- **DOCUMENT PASSAGE**:
==*==
The numbers support Courtney’s claim. According to McCormick & Schmick’s most recent quarterly report, filed Sept. 28, 2011, the brand’s net income for the first 39 weeks of 2011 was a loss of more than $6 million.

In comparison, a year prior at the end of September 2010, the brand’s net income had been nearly $2 million.

Kelley indicates McCormick’s management team of the past decade has had more success twiddling their thumbs than running a national restaurant chain.

“They just, most recently in the past 10 years or so, have suffered terrible management and terrible execution,” he says. “I think the [new] management team will be like night and day between the former management team at McCormick & Schmick’s.”

One thing Kelley calls “troubling,” however, is the style in which the former management team was terminated.

“I read it this morning [that] the supposed-turn around team that was running McCormick & Schmick's for the past four or five years received $6 million in payouts as part of the takeover,” he says, “which really is just a shame, because the way they led that company down the road and let it fail was just astonishing.

Public Enemy

Courtney points to the company going public in 2004 as another tumble in its downward slide.

“Once you’re trying to please shareholders, you get a bad case of white line fever. You’re staying in the middle of the road … you play it too safe,” he says.
==*==
- **EXTRACTED MATERIAL**:
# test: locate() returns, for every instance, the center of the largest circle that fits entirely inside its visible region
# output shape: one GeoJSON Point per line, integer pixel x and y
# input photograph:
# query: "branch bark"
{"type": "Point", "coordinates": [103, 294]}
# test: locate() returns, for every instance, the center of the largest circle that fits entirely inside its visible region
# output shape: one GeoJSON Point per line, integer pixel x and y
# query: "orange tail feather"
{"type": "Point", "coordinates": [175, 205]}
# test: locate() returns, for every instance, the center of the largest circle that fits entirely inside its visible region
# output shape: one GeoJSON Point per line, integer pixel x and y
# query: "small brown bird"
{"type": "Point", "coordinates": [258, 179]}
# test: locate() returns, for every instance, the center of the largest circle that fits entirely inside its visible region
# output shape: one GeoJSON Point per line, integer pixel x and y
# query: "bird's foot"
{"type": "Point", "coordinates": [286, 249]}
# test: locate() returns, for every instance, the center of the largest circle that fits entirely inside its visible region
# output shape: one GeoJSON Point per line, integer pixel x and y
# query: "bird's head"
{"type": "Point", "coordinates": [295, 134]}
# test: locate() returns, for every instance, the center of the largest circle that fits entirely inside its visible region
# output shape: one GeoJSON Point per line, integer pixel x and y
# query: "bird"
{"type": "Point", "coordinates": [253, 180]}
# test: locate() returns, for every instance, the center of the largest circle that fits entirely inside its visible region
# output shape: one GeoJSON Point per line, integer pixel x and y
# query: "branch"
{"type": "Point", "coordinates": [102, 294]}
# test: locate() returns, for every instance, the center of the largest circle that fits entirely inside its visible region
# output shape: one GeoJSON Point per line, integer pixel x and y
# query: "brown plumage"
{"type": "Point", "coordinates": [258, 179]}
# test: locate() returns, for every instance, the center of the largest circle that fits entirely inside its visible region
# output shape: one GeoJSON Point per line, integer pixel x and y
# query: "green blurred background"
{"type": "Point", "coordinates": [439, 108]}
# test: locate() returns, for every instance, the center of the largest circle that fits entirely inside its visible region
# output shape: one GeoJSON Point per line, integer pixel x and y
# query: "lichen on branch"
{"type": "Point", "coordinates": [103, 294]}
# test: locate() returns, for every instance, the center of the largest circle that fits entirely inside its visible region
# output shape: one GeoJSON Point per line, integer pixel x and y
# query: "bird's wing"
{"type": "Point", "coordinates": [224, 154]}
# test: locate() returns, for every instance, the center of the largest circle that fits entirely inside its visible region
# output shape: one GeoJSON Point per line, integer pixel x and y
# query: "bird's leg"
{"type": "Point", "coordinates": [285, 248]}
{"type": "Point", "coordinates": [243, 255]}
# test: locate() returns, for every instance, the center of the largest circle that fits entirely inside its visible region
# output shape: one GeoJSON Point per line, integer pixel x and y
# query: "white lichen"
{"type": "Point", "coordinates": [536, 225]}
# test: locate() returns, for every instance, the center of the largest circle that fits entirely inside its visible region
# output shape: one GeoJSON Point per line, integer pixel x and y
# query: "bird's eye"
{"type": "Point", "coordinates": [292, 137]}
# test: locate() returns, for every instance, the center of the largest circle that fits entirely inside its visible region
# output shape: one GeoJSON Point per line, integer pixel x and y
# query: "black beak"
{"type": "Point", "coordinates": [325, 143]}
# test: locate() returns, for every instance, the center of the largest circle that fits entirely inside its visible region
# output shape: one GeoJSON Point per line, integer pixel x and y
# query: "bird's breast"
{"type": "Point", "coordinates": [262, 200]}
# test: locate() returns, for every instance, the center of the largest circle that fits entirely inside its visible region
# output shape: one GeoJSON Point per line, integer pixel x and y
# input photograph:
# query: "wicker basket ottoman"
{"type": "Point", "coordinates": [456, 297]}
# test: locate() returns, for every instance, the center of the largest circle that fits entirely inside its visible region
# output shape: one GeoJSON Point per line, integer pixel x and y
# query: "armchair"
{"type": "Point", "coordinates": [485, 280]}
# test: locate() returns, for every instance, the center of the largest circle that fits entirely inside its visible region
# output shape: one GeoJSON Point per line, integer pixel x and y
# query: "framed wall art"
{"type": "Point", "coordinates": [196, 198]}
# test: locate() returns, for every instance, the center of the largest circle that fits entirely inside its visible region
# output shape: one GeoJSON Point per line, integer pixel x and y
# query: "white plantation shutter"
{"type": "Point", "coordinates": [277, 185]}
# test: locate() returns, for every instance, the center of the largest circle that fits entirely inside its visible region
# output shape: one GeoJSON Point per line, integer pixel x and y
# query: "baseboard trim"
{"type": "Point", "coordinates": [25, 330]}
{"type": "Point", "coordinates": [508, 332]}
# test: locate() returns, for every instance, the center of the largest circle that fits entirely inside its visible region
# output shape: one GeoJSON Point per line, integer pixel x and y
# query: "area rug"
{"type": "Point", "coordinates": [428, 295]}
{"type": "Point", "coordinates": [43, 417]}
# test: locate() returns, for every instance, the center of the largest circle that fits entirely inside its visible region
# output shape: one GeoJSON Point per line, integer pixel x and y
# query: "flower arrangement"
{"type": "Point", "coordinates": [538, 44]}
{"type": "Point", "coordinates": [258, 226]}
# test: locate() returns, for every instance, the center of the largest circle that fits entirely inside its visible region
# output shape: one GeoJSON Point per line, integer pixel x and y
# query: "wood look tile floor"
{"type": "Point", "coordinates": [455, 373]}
==*==
- **INSTRUCTIONS**:
1) Please list every dollar amount that the McCormick & Schmick's passage mentions.
2) Carry on writing the McCormick & Schmick's passage from the point where it stops.

- **TASK-BY-TASK ANSWERS**:
1)
- more than $6 million
- nearly $2 million
- $6 million

2)
He says privatization gives management the confidence it needs to trim fat without being judged or questioned.

Upon the buyout, Landry’s immediately announced McCormick & Schmick’s would no longer be a publicly traded company, retreating once more into the private sector.

A Fresh Start

Both Kelley and Courtney view the buyout as a win for McCormick & Schmick’s, mostly due to Landry’s successful record.

“Landry’s has a history–a pretty impressive, billion-dollar history–of resurrecting brands and making them relevant again, especially in seafood,” Courtney says. “I’m a big fan of Landry’s, because, for starters, they’re bold, and I think fortune favors the bold.”

Whereas McCormick sat in a category without scale, “Landry’s, on the other hand, they have scaled systems,” Courtney explains. “So their economic efficiencies for running seafood are pretty big. I guarantee they’re working up the numbers on how to buy fish more effectively, put in those restaurants, how to take the best practices and make them work.”

A fat trimming, meanwhile—closings and potential reallocation of McCormick’s restaurants to other Landry’s concepts—is to be expected, says Kelley.

It also helps that Landry’s is  a marketing-centric organization, Courtney says, because “brands are driven by great marketing, not just great merchandising.”

They agree there is a chance that Landry’s will take the drowning seafood chain and resuscitate it to the life once enjoyed.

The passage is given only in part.